EXTRAIT DU TEXTE:
● ● ●
C’est dans Le Fils de Saul, film réalisé par László Nemes (Grand Prix du Jury au Festival de Cannes 2015) que Géza Röhrig s’est révélé au cinéma. Il y incarne de manière bouleversante le rôle de Saul Ausländer, un membre du Sonderkommando, qui mettra tout en œuvre pour offrir une sépulture digne de ce nom à un enfant dans les traits duquel il croit reconnaître son fils. De passage à Bruxelles pour y présenter ce film choc en avant-première dans la foulée du Festival de Gand, Géza Röhrig nous a fait le plaisir de nous accorder une entrevue.
De prime abord, il semble émaner de Géza Röhrig une force tranquille, une stabilité et une solidité comparables à celles d’un roc profondément ancré dans le sol. Néanmoins, à l’observer à la dérobée, l’on sent aussi poindre une sorte d’agitation intérieure, un tressaillement de l’âme, l’émoi d’un esprit en perpétuel mouvement. L’on ne s’étonnera dès lors pas qu’en cours d’entretien, il nous confie : « Saul se transforme en maniaque. Un peu comme moi d’ailleurs ; par nature, je suis aussi un maniaque. ». Son âge (48 ans) ne se lit nullement sur les traits de son visage, désormais vierge de la barbe broussailleuse qu’il portait à Cannes. L’homme n’en impose pas particulièrement par sa taille, moyenne, et il serait même audacieux de prétendre qu’il est charismatique. Pourtant, sa présence dégage un quelque chose d’indéfinissable que l’on n’oserait se risquer à nommer trop rapidement. Lorsque c’est l’acteur qui parle, le regard est fuyant, identique à s’y méprendre à celui de Saul. En répondant aux premières questions qui lui sont posées, ses yeux sombres se soustraient à l’observation de son interlocuteur et fixent un point invisible. Le débit de son anglais, émaillé par la charmante âpreté d’un accent hongrois, est lent, et le ruban de sa pensée se déroule à l’image d’une rivière suivant paisiblement son cours. Puis, lorsque c’est le poète et l’homme de foi qui s’exprime, un subtil changement d’attitude s’opère. Le regard se pose, il se fait pénétrant, le flot du discours s’accélère, la voix s’affermit, et les mots, que l’on sent muris par des questions maintes fois ressassées, prennent du poids et de l’ampleur. C’est alors toute la sensibilité de l’homme qui se déploie et la force de ses convictions qui se révèle. Enfin, lorsqu’au moment de prendre congé, il vous serre la main d’une poigne ferme et vous regarde droit dans les yeux en vous déclarant :« I wish you all the best », comme s’il s’agissait là d’une prière, on saisit enfin l’indéfinissable qui entoure l’homme. La formule pourrait paraître étrange mais risquons-la : il émane de Géza Röhrig l’aura de la bienveillance.
● ● ●
DONNÉES DISPONIBLES:

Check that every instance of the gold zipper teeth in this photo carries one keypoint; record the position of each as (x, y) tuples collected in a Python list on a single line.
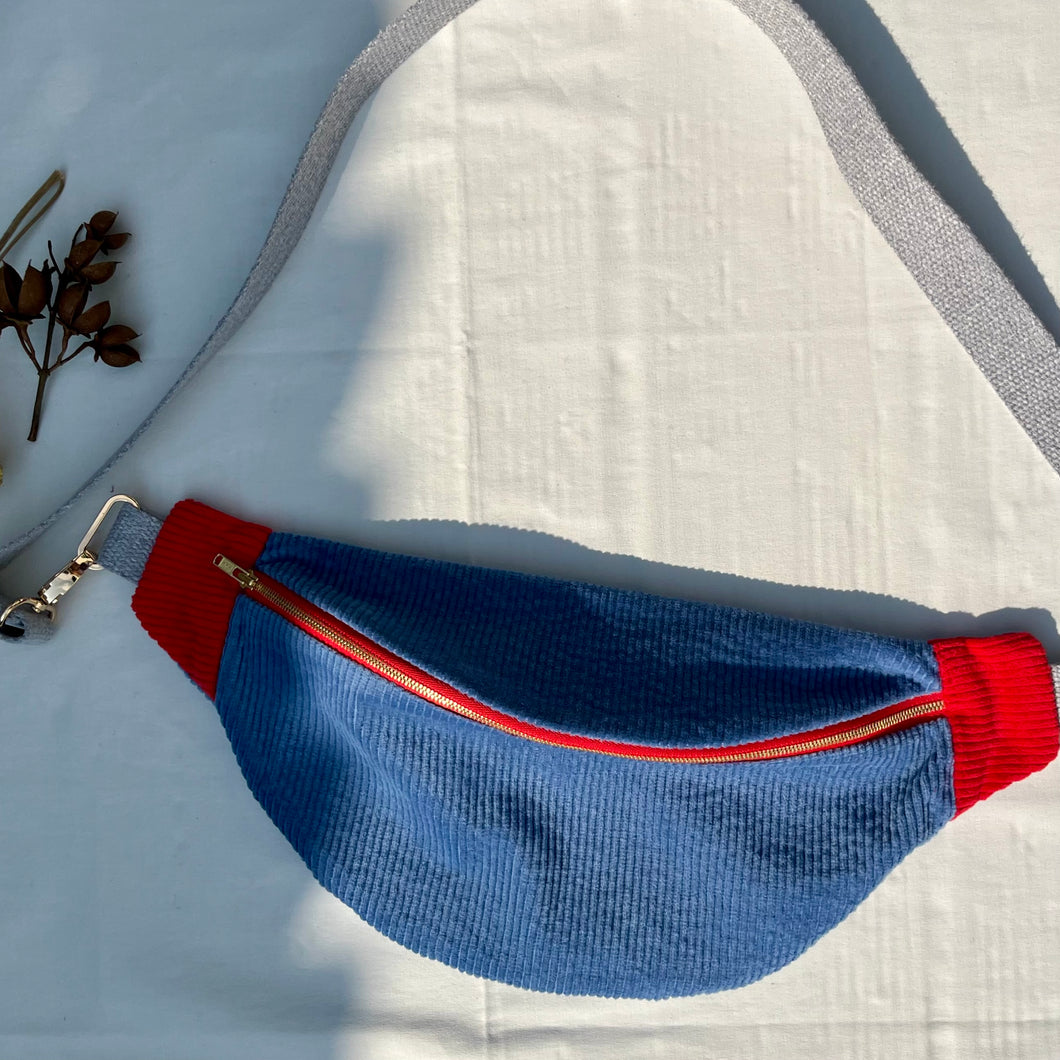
[(253, 585)]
● ● ●
CONSIGNE: Recopiez, s'il vous plaît, le passage de l'extrait sur Géza Röhrig allant de « C’est dans Le » jusqu'à « accorder une entrevue. » inclus, en remplaçant « bouleversante » par « saisissante ».

EXERCICE TERMINÉ:
C’est dans Le Fils de Saul, film réalisé par László Nemes (Grand Prix du Jury au Festival de Cannes 2015) que Géza Röhrig s’est révélé au cinéma. Il y incarne de manière saisissante le rôle de Saul Ausländer, un membre du Sonderkommando, qui mettra tout en œuvre pour offrir une sépulture digne de ce nom à un enfant dans les traits duquel il croit reconnaître son fils. De passage à Bruxelles pour y présenter ce film choc en avant-première dans la foulée du Festival de Gand, Géza Röhrig nous a fait le plaisir de nous accorder une entrevue.